=== Task set ===
#1 How would you translate this sentence from the quiz bowl forum post into Spanish: "The mural Modern Woman was created by this artist for the 1893 World's Columbian Exposition."?
#2 Which titles of artworks are named in the quoted round 7 tossup in the quiz bowl forum post?
>> Start Provided passage
Post by Important Bird Area »

afriesacher wrote:Could I see the tossup on Cassatt, the tossup on monads, and the bonus on Cynicism?

Also there was a bonus that had parts on Francis Bacon, Diego Velasquez, and John Everett Millais, all of which I felt were easy parts. Each clue gave the title of the artist's most famous work.
2018 DII SCT round 7 wrote:This artist depicted a woman using binoculars in a theater, as another audience member uses binoculars to watch her, in a painting titled In the Loge. The mural Modern Woman was created by this artist for the 1893 World's Columbian Exposition. A man in blue rows with a woman and (*) baby in this artist's painting The Boating Party. For 10 points—name this American-born Impressionist who often painted mothers and children.
>> End Provided passage
>> Start Provided records
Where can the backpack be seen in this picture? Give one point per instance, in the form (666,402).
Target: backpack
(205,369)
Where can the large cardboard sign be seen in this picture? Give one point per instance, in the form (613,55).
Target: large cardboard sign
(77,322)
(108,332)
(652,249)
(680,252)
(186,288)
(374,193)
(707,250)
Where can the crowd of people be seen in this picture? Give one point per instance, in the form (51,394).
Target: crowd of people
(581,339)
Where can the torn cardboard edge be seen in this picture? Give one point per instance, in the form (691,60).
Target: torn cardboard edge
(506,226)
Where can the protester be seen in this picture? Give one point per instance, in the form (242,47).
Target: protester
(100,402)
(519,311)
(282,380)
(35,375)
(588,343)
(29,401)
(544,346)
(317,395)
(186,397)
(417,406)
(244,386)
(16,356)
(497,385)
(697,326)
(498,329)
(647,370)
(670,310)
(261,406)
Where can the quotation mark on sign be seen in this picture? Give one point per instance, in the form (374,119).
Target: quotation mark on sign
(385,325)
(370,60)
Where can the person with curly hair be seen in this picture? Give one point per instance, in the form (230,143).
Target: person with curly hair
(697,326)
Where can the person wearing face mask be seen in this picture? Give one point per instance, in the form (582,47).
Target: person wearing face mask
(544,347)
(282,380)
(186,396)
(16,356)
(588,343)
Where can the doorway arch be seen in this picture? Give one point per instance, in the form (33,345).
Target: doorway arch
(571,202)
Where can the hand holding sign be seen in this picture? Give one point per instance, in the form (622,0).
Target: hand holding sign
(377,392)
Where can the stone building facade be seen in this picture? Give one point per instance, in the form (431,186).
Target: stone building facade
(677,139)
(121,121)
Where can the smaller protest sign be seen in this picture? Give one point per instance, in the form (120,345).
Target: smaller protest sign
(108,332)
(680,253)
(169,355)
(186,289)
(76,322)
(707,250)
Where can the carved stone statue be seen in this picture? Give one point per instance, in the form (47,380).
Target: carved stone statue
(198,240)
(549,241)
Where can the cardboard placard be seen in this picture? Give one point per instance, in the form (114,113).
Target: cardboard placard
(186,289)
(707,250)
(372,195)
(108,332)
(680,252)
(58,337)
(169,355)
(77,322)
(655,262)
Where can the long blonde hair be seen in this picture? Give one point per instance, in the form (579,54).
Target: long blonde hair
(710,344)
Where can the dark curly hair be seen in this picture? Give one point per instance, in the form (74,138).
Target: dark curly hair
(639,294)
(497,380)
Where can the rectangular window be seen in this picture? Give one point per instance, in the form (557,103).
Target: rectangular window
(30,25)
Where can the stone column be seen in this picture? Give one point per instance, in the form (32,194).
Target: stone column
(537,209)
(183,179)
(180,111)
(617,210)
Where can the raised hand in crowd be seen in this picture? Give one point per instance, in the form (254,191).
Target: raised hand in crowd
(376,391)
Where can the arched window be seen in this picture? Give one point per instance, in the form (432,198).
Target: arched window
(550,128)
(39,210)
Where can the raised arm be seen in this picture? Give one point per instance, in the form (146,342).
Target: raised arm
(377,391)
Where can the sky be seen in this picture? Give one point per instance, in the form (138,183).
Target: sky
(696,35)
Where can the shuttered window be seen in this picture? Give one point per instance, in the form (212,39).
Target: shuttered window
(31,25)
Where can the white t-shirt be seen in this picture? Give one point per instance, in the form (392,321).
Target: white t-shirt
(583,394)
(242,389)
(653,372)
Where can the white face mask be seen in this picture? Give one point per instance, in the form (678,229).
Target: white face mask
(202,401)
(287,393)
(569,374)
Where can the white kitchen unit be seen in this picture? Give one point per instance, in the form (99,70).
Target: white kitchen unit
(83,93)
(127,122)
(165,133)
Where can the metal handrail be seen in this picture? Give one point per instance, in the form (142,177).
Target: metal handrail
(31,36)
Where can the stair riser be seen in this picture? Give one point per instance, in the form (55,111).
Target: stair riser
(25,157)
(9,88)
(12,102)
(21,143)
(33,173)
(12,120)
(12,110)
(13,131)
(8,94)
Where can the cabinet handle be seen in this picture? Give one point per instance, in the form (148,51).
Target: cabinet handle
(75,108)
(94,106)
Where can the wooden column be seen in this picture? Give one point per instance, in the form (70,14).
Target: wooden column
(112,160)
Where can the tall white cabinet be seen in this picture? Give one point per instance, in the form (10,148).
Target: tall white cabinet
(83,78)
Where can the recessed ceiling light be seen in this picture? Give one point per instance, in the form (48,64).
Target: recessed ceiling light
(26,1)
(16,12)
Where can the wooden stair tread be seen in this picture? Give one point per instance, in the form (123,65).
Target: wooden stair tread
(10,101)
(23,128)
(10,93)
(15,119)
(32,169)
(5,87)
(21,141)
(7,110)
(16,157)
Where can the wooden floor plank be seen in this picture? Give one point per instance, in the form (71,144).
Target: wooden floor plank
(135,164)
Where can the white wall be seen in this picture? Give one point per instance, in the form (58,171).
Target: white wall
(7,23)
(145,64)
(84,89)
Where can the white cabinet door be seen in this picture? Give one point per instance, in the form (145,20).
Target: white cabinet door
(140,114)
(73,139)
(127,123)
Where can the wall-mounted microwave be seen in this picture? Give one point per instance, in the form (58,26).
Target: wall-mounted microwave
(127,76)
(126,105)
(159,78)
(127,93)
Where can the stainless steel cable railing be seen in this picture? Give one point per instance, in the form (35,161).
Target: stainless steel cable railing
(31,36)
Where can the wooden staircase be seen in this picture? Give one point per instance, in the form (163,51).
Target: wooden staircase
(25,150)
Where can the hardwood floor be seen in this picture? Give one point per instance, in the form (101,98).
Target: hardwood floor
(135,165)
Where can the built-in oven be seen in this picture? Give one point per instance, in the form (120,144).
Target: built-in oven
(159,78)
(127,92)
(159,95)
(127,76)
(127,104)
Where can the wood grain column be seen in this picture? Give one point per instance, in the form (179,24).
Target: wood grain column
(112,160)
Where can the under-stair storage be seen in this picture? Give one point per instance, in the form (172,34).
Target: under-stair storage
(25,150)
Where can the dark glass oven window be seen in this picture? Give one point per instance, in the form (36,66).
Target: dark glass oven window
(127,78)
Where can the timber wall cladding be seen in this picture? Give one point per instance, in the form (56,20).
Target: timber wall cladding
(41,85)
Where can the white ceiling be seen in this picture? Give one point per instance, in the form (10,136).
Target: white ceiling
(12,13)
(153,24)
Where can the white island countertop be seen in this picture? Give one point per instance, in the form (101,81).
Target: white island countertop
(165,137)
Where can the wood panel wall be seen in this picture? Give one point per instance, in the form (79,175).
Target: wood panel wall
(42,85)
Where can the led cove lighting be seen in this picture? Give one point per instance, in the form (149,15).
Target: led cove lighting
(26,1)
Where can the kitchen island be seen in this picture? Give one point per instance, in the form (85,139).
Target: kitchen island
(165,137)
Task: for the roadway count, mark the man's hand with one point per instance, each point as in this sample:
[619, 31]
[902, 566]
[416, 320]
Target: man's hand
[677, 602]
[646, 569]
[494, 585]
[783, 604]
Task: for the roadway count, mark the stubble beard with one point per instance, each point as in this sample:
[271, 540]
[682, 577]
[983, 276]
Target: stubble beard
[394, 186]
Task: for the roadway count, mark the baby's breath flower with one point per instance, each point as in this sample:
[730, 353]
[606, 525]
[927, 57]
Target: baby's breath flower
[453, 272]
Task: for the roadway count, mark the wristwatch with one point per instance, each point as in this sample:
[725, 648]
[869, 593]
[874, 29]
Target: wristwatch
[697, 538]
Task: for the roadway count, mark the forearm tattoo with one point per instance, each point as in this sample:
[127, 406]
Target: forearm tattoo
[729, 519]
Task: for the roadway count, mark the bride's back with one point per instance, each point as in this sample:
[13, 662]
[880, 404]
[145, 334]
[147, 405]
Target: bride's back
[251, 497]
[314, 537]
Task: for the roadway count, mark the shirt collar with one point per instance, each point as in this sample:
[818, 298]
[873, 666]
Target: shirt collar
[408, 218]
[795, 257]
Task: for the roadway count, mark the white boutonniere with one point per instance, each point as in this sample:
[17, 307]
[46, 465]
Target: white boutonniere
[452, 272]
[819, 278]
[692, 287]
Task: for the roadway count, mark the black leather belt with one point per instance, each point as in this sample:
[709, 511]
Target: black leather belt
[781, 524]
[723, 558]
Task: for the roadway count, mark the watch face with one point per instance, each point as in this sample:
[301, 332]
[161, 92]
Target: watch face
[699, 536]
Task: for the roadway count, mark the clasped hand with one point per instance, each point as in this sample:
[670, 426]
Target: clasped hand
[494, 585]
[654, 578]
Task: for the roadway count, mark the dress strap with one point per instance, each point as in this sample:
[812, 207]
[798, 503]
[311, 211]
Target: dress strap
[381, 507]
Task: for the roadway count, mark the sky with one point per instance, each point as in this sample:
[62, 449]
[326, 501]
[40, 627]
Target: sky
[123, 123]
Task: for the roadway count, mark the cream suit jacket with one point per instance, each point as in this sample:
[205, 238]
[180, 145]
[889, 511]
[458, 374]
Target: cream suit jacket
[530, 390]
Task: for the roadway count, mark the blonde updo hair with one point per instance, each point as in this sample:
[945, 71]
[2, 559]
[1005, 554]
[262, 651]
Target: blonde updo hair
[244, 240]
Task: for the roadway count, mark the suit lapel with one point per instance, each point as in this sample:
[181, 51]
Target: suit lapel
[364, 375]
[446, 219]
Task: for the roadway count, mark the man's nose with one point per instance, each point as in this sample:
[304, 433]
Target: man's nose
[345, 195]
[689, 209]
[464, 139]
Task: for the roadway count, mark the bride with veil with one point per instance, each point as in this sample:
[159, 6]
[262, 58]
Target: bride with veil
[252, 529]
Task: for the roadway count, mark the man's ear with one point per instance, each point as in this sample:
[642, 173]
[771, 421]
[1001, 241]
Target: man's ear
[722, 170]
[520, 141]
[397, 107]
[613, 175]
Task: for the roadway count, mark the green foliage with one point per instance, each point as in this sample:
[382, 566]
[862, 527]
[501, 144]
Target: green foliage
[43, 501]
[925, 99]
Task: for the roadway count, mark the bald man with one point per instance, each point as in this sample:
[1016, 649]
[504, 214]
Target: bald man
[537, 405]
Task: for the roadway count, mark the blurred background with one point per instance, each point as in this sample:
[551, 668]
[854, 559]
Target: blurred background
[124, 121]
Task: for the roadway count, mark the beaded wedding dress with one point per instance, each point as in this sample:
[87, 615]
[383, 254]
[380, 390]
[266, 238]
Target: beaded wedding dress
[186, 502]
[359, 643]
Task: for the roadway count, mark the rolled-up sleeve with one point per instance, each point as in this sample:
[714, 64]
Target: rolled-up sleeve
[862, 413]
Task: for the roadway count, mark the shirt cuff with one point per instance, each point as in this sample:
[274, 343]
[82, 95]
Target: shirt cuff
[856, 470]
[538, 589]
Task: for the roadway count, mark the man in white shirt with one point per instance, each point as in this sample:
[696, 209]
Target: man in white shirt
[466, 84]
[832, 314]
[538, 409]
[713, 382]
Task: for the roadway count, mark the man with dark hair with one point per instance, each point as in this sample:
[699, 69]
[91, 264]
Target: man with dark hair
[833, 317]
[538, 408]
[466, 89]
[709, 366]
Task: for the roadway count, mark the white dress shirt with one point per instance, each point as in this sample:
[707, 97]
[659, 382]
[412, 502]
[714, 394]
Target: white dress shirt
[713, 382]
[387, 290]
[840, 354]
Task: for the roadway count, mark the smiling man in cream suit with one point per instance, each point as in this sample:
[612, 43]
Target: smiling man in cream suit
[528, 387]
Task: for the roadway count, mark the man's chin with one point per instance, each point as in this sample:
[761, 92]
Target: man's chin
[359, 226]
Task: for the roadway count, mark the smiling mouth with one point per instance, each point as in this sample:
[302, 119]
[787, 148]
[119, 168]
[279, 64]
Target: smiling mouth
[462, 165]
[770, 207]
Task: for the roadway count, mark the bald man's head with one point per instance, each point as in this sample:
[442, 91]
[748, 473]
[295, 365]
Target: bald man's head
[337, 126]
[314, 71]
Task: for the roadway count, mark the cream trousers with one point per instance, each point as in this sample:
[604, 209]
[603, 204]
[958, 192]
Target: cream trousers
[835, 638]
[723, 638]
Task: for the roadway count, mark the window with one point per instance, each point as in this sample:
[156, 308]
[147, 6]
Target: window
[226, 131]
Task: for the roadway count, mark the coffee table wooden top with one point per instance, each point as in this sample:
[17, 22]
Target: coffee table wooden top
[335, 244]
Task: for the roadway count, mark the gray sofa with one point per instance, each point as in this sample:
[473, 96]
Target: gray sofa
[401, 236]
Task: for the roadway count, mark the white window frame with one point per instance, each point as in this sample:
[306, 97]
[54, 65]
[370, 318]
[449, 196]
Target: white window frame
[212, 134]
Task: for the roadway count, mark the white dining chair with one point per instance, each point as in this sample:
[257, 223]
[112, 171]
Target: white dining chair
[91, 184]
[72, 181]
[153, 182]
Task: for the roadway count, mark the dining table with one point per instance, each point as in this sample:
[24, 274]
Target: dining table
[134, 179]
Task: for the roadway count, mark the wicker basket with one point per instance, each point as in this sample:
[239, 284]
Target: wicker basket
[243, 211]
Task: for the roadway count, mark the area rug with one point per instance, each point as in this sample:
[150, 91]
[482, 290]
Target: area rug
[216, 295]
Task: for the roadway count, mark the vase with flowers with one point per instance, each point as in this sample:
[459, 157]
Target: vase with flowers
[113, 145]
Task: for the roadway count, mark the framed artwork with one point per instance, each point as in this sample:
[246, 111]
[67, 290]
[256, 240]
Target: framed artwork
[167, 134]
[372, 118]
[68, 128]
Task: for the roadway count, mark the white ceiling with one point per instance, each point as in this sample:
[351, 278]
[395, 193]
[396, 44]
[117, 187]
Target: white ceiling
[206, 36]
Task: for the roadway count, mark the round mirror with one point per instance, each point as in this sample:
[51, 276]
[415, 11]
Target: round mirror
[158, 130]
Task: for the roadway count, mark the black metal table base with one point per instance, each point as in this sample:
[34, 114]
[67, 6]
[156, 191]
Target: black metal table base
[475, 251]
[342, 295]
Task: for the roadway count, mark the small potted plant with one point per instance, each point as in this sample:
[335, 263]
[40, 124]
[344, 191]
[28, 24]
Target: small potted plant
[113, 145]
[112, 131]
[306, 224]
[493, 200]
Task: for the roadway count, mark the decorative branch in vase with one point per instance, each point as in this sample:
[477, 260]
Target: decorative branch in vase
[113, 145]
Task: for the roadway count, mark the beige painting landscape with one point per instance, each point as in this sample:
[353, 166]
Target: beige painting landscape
>> End Provided records
=== Answers per task ===
#1 El mural Modern Woman fue creado por este artista para la Exposición Mundial Colombina de 1893.

#2 In the Loge, Modern Woman, The Boating Party